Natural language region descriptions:
☆ ☆ ☆ ☆ ☆

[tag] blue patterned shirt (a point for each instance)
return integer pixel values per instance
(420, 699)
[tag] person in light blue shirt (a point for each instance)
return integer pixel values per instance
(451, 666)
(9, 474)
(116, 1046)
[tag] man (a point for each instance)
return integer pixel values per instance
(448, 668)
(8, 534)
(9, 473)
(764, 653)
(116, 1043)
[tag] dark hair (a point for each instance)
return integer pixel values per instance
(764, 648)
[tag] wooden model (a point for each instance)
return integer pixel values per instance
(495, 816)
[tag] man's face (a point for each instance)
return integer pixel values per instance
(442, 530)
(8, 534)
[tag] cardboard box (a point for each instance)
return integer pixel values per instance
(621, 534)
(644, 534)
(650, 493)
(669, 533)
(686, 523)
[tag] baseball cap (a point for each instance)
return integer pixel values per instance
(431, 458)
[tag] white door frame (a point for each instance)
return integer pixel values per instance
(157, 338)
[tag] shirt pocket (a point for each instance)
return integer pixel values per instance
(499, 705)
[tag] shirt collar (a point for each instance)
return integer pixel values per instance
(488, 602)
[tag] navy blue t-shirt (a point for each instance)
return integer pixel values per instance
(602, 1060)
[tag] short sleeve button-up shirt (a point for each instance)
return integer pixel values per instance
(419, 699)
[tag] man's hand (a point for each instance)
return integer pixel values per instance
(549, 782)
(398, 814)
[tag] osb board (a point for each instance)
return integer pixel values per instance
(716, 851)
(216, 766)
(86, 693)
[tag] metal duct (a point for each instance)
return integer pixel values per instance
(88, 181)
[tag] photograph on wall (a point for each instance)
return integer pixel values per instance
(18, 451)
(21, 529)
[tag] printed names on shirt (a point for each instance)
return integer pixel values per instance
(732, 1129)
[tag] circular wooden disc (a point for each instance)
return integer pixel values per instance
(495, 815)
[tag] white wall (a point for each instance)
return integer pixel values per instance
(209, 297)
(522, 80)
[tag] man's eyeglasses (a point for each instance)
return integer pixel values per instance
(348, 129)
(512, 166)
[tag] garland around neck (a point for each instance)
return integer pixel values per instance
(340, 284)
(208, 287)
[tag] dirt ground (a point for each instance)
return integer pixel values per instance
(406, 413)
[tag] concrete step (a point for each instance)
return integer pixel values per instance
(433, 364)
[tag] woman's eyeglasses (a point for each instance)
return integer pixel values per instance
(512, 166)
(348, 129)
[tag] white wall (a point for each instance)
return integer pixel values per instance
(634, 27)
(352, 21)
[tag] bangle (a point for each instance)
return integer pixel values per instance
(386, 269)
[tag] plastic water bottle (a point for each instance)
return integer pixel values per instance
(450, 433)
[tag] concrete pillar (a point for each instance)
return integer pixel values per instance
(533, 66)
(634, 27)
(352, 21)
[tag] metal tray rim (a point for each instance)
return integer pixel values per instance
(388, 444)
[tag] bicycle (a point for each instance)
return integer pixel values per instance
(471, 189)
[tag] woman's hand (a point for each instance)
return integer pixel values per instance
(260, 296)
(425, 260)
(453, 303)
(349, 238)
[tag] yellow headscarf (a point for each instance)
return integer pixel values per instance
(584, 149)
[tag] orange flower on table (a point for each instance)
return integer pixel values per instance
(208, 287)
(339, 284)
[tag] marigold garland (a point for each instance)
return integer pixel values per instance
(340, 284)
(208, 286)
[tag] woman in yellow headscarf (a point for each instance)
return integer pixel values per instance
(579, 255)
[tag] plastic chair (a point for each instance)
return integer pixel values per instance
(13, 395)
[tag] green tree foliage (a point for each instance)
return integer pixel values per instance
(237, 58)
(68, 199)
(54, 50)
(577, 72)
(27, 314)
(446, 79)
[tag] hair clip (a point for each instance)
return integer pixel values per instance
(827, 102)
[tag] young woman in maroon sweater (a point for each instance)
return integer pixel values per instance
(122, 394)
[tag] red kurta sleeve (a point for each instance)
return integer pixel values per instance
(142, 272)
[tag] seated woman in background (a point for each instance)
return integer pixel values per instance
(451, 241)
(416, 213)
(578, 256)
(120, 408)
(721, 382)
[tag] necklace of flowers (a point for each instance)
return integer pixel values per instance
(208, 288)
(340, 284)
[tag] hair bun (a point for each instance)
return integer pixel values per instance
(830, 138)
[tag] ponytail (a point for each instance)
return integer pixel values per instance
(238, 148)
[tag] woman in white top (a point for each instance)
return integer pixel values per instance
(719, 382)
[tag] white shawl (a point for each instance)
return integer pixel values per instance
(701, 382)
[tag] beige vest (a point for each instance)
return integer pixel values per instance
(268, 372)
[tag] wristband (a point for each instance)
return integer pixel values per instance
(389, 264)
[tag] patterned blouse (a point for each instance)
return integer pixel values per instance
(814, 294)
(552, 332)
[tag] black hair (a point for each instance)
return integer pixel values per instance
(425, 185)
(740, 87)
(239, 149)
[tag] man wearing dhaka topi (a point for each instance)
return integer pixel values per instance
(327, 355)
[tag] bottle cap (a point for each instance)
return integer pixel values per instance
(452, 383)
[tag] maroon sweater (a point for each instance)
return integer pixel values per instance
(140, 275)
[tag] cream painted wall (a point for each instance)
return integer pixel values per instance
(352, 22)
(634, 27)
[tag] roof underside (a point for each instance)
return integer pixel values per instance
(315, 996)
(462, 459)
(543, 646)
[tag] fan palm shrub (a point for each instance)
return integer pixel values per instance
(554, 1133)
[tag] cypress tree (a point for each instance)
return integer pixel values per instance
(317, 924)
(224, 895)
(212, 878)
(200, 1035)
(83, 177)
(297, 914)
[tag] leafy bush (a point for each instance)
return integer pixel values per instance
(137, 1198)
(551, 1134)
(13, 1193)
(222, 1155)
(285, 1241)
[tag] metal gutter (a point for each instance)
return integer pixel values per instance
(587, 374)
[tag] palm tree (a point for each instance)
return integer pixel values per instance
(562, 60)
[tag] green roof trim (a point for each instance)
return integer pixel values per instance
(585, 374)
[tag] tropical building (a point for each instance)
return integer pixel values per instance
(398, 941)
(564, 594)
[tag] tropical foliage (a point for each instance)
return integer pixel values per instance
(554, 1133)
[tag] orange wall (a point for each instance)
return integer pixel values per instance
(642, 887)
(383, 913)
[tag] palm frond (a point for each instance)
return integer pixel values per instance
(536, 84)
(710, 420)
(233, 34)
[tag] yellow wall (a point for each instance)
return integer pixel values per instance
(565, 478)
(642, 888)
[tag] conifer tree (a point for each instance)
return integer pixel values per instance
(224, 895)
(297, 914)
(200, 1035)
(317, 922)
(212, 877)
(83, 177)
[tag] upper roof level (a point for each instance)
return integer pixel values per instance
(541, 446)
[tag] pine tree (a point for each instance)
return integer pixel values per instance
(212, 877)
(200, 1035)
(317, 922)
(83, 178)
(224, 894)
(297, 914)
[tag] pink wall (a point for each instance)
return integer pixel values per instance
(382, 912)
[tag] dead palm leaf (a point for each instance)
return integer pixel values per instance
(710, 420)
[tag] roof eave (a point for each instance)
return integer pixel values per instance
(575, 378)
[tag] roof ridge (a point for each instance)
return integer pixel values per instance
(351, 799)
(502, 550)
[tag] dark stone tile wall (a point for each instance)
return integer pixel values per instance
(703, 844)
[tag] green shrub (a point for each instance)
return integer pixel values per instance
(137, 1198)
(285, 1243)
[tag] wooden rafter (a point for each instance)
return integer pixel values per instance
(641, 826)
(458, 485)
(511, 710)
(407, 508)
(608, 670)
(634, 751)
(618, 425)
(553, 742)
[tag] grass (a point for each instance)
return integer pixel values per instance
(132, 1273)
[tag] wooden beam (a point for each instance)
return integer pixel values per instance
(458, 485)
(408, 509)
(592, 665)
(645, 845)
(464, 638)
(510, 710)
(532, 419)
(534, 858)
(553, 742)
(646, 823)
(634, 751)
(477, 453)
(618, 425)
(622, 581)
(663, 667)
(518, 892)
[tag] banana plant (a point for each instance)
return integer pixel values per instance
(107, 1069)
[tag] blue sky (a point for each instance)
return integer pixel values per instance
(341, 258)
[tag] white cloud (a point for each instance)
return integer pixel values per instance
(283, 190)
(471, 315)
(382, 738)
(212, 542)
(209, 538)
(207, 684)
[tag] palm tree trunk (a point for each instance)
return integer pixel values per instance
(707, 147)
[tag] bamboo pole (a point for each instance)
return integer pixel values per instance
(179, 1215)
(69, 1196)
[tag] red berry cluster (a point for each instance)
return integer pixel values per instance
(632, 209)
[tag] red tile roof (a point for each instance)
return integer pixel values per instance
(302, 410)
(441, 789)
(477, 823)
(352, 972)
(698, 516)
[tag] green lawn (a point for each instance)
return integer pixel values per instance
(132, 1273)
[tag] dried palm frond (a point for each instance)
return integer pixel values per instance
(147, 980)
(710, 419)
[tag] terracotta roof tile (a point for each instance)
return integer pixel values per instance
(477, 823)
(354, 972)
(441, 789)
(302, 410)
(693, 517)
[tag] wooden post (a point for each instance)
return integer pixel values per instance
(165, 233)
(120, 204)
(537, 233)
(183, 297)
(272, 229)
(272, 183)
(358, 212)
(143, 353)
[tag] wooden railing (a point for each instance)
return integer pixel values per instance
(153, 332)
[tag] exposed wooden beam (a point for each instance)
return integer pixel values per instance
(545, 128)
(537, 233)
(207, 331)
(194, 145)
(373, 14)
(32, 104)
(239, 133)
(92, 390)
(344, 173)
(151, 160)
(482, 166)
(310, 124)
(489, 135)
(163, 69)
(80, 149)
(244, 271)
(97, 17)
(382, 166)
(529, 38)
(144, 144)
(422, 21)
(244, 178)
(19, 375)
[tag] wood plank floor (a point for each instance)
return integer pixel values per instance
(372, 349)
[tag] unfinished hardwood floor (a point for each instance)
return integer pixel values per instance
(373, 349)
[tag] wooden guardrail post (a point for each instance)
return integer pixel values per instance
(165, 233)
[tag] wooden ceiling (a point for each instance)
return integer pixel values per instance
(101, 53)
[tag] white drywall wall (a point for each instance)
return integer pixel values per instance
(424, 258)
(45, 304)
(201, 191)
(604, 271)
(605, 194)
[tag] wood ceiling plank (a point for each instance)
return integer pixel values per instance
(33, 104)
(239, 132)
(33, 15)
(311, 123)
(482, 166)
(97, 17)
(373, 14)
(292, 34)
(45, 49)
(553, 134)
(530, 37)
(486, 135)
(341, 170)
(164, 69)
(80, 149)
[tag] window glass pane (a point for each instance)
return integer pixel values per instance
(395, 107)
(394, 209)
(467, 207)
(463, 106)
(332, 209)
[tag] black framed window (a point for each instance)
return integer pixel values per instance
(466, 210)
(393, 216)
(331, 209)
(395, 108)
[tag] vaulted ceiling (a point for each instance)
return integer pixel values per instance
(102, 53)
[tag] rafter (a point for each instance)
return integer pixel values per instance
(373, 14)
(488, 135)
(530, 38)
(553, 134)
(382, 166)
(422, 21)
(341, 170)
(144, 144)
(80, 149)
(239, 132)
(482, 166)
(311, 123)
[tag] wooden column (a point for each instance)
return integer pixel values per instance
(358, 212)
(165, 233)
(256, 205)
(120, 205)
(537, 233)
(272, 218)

☆ ☆ ☆ ☆ ☆

*What to do:* Number of lines containing "wooden" in the data: state it and nothing more.

*Expected answer:* 10